Write each entry out again exactly as it was given.

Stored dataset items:
*** Block opens ***

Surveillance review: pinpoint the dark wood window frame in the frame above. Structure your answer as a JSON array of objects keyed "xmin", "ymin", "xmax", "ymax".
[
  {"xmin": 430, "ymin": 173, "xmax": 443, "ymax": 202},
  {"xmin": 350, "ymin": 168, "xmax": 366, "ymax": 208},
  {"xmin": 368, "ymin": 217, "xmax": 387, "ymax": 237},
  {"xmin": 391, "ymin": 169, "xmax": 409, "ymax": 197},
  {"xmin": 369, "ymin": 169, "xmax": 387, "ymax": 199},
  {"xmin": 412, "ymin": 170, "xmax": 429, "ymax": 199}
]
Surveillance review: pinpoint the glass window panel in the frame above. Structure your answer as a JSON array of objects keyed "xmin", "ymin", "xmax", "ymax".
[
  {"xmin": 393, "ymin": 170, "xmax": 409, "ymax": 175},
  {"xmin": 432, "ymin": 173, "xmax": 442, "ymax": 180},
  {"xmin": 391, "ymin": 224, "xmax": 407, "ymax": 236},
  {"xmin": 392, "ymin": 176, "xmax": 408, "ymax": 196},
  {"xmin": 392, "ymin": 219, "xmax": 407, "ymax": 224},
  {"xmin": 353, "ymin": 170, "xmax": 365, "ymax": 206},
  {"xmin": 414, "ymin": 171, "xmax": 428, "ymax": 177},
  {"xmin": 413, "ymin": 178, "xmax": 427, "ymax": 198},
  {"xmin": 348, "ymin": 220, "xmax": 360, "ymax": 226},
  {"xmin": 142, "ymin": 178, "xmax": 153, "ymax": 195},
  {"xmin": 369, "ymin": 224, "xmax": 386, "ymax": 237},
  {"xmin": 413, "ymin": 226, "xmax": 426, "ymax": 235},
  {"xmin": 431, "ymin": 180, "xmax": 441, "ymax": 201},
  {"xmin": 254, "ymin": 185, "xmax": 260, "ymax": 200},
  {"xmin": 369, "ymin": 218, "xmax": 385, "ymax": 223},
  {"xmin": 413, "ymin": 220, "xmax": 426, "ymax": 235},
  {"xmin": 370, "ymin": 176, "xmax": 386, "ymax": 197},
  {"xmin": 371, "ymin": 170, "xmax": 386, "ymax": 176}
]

*** Block closes ***

Finished task.
Surveillance review: pinpoint the dark wood window frame in the frame above. Structure your answer as a JSON array of objects keyed "xmin", "ymin", "xmax", "ymax".
[
  {"xmin": 430, "ymin": 173, "xmax": 443, "ymax": 202},
  {"xmin": 350, "ymin": 168, "xmax": 366, "ymax": 208},
  {"xmin": 368, "ymin": 217, "xmax": 387, "ymax": 237},
  {"xmin": 391, "ymin": 169, "xmax": 409, "ymax": 197},
  {"xmin": 369, "ymin": 169, "xmax": 387, "ymax": 199},
  {"xmin": 412, "ymin": 170, "xmax": 429, "ymax": 199}
]
Surveillance review: pinpoint the glass window panel in the frame above. Structure your answer as a JSON array of objects keyed "xmin", "ymin", "xmax", "ymax".
[
  {"xmin": 393, "ymin": 170, "xmax": 409, "ymax": 175},
  {"xmin": 432, "ymin": 173, "xmax": 442, "ymax": 180},
  {"xmin": 391, "ymin": 224, "xmax": 407, "ymax": 236},
  {"xmin": 392, "ymin": 176, "xmax": 408, "ymax": 196},
  {"xmin": 392, "ymin": 219, "xmax": 407, "ymax": 224},
  {"xmin": 353, "ymin": 170, "xmax": 365, "ymax": 206},
  {"xmin": 414, "ymin": 171, "xmax": 428, "ymax": 177},
  {"xmin": 413, "ymin": 178, "xmax": 427, "ymax": 198},
  {"xmin": 348, "ymin": 220, "xmax": 360, "ymax": 226},
  {"xmin": 142, "ymin": 178, "xmax": 153, "ymax": 195},
  {"xmin": 369, "ymin": 224, "xmax": 386, "ymax": 237},
  {"xmin": 413, "ymin": 226, "xmax": 426, "ymax": 235},
  {"xmin": 431, "ymin": 180, "xmax": 441, "ymax": 201},
  {"xmin": 254, "ymin": 185, "xmax": 260, "ymax": 200},
  {"xmin": 369, "ymin": 218, "xmax": 385, "ymax": 223},
  {"xmin": 413, "ymin": 220, "xmax": 426, "ymax": 235},
  {"xmin": 370, "ymin": 176, "xmax": 386, "ymax": 197},
  {"xmin": 371, "ymin": 170, "xmax": 386, "ymax": 176}
]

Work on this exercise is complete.